REQUIREMENT
Repeat the passage of recollections about punk music and the peace-punk movement word for word.

GIVEN PASSAGE
□ □ □ □ □ □ □

Wendy O-Matik: There are some Crass lyrics that changed my life literally. It was like having a religious experience, like I’ve found an answer, a reason to live. Punk music was a catalyst, almost a drug or an aphrodisiac. I’d feel so down about how fucked up things were, but I’d go to a show and come out of thinking, “Oh my God, I can live another day.” If I can just have this music, I might be able to nourish my soul enough to fucking wake up and do it all over again.

Antonio López: The peace-punk movement had dreadlocks and they were into Crass and they had a uniform. People still dress this way, the lace-up boots, all in black, and covered in patches. It’s a definite look. Everyone was trying to grow dreadlocks. That was pretty hilarious because they used everything from egg whites to Jell-O to Ajax to mat their hair. I actually saw people use Ajax.

□ □ □ □ □ □ □

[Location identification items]
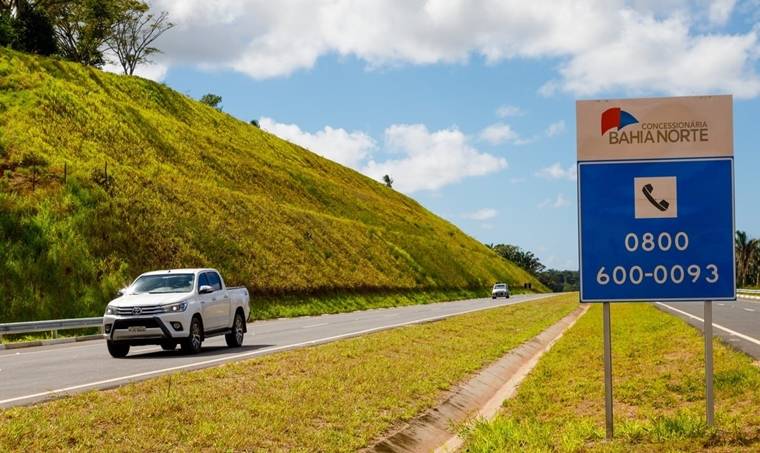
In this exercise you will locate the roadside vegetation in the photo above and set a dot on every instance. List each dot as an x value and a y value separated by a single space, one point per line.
335 397
747 261
658 389
556 280
103 177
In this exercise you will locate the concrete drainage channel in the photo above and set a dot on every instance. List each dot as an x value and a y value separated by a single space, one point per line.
480 397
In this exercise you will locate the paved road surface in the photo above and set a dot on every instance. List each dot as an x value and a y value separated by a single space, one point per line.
36 374
737 323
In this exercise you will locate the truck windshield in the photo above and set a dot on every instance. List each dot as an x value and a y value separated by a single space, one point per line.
163 284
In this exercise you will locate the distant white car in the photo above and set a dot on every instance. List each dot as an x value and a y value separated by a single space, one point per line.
178 306
500 290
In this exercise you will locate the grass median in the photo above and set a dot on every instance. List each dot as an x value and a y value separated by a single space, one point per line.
334 397
658 389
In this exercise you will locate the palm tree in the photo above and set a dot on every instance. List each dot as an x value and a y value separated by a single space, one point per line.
746 252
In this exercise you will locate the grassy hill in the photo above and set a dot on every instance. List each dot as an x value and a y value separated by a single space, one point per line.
104 177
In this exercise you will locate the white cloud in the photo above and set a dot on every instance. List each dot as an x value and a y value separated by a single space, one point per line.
720 11
555 171
558 202
152 71
481 214
555 128
604 45
650 55
505 111
347 148
499 133
430 160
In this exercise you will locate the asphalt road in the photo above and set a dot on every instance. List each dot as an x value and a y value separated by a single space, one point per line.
737 323
36 374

□ □ □ □ □ □ □

ANSWER BELOW
Wendy O-Matik: There are some Crass lyrics that changed my life literally. It was like having a religious experience, like I’ve found an answer, a reason to live. Punk music was a catalyst, almost a drug or an aphrodisiac. I’d feel so down about how fucked up things were, but I’d go to a show and come out of thinking, “Oh my God, I can live another day.” If I can just have this music, I might be able to nourish my soul enough to fucking wake up and do it all over again.

Antonio López: The peace-punk movement had dreadlocks and they were into Crass and they had a uniform. People still dress this way, the lace-up boots, all in black, and covered in patches. It’s a definite look. Everyone was trying to grow dreadlocks. That was pretty hilarious because they used everything from egg whites to Jell-O to Ajax to mat their hair. I actually saw people use Ajax.